* **QUOTED PASSAGE**:
════════

The problems of Naxals targetting schools and recruiting children, especially in some districts of Chhattisgarh, have been highlighted in the annual report of the United Nations on children in armed conflict.
The report found that actors in several armed conflicts were deliberately attacking schools and forcing them to close down.
The UN said Naxals were also targetting and destroying schools. "I am concerned about the increasing trend of attacks on schools and hospitals," UN Secretary-General Ban Ki-moon said in the report.
"Schools must be safe places of learning and development for all children," Radhika Coomaraswamy, the UN top official on children, said.
"They should be zones of peace... those who attack schools and hospitals should know that they will be held accountable."
The UN further said it received reports of "recruitment and use of children by the Maoist armed groups, also known as the Naxalites, especially in some districts in Chhattisgarh state."
The report said the Indian National Commission for the Protection of Child Rights did not have reliable data to determine the number of children affected but the commission said that children were being killed and maimed as a direct result of violence.
"The government of India strongly condemns the acts of the Naxalites," the report said. On 18 November 2010, the Supreme Court did not approve of the Chhattisgarh government's idea to run schools at alternative sites without disturbing para-military personnel stationed in them in Naxal-hit districts of the state, the study noted.

════════

* **EXERCISE TASKS**:
• 1. In the passage on the UN report, what did the Supreme Court decide on 18 November 2010?
• 2. Repeat word for word the portion of the passage on the UN report that opens with the words containing "The UN said" and closes with "result of violence.".
Answer using nothing but the passage on the UN report.

════════

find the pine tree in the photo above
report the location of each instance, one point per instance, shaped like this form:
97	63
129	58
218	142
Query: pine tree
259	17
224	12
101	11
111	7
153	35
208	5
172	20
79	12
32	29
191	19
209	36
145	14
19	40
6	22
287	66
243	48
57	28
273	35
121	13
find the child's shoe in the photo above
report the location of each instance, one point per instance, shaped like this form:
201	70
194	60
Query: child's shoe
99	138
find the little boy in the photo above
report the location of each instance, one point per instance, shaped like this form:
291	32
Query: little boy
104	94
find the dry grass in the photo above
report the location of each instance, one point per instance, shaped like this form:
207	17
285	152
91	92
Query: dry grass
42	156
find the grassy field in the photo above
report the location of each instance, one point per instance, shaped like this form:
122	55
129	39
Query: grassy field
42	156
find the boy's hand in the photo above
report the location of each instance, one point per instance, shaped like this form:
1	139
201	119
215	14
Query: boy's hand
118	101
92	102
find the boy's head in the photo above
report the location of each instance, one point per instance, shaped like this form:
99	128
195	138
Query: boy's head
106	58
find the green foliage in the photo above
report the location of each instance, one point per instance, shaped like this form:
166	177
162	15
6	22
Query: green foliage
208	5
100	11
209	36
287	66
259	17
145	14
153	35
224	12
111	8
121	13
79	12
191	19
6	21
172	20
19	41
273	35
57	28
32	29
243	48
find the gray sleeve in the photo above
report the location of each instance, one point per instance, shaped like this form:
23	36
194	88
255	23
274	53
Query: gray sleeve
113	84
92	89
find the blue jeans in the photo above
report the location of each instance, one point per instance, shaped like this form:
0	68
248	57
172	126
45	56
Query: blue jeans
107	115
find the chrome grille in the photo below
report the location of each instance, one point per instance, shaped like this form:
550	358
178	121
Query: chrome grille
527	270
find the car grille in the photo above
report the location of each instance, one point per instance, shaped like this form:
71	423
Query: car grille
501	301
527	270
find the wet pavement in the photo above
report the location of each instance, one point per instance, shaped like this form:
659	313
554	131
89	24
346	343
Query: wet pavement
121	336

════════

* **RESPONSES TO THE TASKS**:
• 1. It did not approve the Chhattisgarh government's idea to run schools at alternative sites without disturbing the para-military personnel stationed in them in Naxal-hit districts.

• 2.
The UN said Naxals were also targetting and destroying schools. "I am concerned about the increasing trend of attacks on schools and hospitals," UN Secretary-General Ban Ki-moon said in the report.
"Schools must be safe places of learning and development for all children," Radhika Coomaraswamy, the UN top official on children, said.
"They should be zones of peace... those who attack schools and hospitals should know that they will be held accountable."
The UN further said it received reports of "recruitment and use of children by the Maoist armed groups, also known as the Naxalites, especially in some districts in Chhattisgarh state."
The report said the Indian National Commission for the Protection of Child Rights did not have reliable data to determine the number of children affected but the commission said that children were being killed and maimed as a direct result of violence.